### [TEXT BLOCK]
Cruise lines are having a chaotic year.
The three major cruise liners — Carnival Corp., Royal Caribbean and Norwegian Cruise Line Holdings — have been under pressure for months amid the coronavirus-driven shutdown, seeing their stocks each lose over 70% and being forced to tap into backup financing.
Norwegian shares fell more than 22.5% Tuesday after the company said it would seek roughly $2 billion in financing from investors including private equity firm L Catterton in an effort to stave off bankruptcy. Norwegian warned that there was “substantial doubt” around its ability to operate under such difficult circumstances.
The announcement came one day after Carnival Corp. subsidiary Carnival Cruise Line said eight of its ships would resume service starting on Aug. 1. Carnival CEO Arnold Donald told CNBC in mid-April that “bookings for 2021 are strong” despite a “devastating” 2020.

### [SOURCE DATA]
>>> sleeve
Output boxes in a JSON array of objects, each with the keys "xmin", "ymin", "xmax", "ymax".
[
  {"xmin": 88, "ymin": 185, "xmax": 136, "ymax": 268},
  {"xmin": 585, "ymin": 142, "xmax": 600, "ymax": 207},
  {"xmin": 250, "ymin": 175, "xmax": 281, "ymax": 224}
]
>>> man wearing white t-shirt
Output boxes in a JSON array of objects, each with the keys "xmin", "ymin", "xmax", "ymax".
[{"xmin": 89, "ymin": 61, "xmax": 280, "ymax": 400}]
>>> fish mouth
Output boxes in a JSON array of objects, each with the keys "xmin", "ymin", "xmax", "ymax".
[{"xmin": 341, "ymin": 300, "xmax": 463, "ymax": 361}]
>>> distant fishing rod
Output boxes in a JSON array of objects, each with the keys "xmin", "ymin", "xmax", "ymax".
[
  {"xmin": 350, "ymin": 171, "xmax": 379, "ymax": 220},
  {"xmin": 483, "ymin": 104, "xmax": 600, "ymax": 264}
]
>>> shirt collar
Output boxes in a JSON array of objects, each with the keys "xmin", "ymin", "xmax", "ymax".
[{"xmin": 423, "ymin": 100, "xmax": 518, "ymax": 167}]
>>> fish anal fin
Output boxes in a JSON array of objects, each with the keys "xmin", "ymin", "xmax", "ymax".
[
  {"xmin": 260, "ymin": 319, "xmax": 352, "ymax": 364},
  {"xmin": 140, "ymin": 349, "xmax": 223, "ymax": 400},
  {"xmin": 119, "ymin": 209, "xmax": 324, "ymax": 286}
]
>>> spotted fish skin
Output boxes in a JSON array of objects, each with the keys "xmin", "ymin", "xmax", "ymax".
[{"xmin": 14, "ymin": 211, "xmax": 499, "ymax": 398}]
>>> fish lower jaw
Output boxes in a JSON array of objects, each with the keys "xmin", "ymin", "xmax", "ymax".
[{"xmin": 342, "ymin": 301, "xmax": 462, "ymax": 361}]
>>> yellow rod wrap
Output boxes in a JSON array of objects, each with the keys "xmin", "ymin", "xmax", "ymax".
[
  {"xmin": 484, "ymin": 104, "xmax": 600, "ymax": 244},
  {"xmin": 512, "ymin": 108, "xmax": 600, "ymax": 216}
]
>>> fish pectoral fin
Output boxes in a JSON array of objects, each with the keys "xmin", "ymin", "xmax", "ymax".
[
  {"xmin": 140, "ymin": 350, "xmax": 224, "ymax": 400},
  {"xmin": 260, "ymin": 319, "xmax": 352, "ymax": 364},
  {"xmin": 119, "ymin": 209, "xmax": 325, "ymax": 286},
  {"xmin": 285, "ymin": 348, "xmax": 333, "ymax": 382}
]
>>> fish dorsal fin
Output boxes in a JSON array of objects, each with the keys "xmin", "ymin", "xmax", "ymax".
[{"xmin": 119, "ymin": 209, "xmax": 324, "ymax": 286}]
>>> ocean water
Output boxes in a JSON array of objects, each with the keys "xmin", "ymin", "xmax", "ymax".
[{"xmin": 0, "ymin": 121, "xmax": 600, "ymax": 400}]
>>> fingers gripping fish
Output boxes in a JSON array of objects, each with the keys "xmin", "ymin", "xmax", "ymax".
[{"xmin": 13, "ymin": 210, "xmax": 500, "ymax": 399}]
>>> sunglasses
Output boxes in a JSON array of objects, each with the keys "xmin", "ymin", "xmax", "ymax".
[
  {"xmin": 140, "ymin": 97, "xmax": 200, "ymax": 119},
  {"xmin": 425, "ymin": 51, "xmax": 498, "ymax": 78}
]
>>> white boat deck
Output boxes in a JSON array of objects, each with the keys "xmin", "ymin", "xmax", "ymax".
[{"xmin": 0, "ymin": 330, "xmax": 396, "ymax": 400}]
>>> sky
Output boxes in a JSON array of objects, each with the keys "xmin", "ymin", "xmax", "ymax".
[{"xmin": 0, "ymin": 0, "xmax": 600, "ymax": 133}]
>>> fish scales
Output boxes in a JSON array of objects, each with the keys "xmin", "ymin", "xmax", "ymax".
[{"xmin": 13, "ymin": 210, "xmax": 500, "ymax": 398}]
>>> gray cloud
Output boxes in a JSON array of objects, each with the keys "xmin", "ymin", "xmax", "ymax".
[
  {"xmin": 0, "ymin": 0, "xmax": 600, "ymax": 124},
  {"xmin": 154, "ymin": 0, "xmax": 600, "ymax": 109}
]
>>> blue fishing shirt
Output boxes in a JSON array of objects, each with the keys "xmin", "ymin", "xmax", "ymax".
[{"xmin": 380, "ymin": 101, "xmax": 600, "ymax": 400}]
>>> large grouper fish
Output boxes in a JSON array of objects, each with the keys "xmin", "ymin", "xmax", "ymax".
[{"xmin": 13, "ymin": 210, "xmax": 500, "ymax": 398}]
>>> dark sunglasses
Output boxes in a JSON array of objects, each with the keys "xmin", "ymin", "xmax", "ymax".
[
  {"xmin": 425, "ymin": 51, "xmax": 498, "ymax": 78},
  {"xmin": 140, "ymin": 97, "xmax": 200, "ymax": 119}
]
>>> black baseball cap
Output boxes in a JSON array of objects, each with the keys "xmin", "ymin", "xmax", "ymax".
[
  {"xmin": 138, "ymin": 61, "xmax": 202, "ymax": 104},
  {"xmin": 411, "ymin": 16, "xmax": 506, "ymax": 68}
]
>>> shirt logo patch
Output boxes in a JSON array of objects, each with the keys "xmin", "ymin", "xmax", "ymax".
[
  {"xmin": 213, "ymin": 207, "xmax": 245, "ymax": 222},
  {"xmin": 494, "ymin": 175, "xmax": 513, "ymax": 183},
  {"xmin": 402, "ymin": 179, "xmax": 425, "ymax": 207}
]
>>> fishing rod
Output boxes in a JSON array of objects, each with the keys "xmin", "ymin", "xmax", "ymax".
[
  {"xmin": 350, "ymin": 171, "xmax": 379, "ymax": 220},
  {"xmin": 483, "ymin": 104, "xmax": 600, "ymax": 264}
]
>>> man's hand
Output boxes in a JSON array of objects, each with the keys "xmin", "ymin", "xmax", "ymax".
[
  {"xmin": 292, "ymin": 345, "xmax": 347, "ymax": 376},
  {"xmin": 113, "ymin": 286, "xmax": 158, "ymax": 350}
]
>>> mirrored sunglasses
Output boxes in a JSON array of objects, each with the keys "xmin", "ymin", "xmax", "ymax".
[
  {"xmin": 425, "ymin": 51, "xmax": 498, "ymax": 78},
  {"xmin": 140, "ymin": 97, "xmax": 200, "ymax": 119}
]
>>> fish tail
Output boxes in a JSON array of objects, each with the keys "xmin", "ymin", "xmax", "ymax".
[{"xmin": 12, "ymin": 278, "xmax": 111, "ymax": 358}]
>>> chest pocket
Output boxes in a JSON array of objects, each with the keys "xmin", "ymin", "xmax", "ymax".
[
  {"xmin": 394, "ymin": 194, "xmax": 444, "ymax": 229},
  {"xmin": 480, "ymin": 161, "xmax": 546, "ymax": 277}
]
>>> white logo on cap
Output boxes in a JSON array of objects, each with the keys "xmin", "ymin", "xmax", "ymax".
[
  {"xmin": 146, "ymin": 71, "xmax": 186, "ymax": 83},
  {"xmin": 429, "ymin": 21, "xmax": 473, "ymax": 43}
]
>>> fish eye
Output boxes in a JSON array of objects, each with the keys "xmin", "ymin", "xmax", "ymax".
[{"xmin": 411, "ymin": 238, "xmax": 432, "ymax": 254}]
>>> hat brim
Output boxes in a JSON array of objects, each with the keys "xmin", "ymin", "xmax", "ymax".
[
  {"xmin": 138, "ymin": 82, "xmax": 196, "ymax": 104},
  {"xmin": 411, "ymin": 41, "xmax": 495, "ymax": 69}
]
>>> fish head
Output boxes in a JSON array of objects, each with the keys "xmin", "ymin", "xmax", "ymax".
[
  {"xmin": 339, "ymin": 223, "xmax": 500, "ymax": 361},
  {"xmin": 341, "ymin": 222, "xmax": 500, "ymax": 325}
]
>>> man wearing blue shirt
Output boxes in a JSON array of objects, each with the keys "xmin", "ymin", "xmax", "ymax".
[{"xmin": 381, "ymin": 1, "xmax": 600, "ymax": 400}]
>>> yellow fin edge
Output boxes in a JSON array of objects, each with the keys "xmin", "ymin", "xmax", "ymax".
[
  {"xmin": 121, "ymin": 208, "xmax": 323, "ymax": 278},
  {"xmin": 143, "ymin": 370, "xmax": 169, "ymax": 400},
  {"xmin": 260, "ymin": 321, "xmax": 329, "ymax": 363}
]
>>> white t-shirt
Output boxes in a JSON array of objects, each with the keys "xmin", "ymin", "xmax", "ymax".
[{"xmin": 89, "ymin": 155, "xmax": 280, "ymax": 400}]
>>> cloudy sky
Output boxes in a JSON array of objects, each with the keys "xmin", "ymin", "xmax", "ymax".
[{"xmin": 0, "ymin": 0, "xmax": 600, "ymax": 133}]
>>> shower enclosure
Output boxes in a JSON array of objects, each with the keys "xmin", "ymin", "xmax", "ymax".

### [INSTRUCTIONS TO FOLLOW]
Retype everything in the cruise line text from "Norwegian shares fell" down to "such difficult circumstances.", word for word.

### [ANSWER BELOW]
Norwegian shares fell more than 22.5% Tuesday after the company said it would seek roughly $2 billion in financing from investors including private equity firm L Catterton in an effort to stave off bankruptcy. Norwegian warned that there was “substantial doubt” around its ability to operate under such difficult circumstances.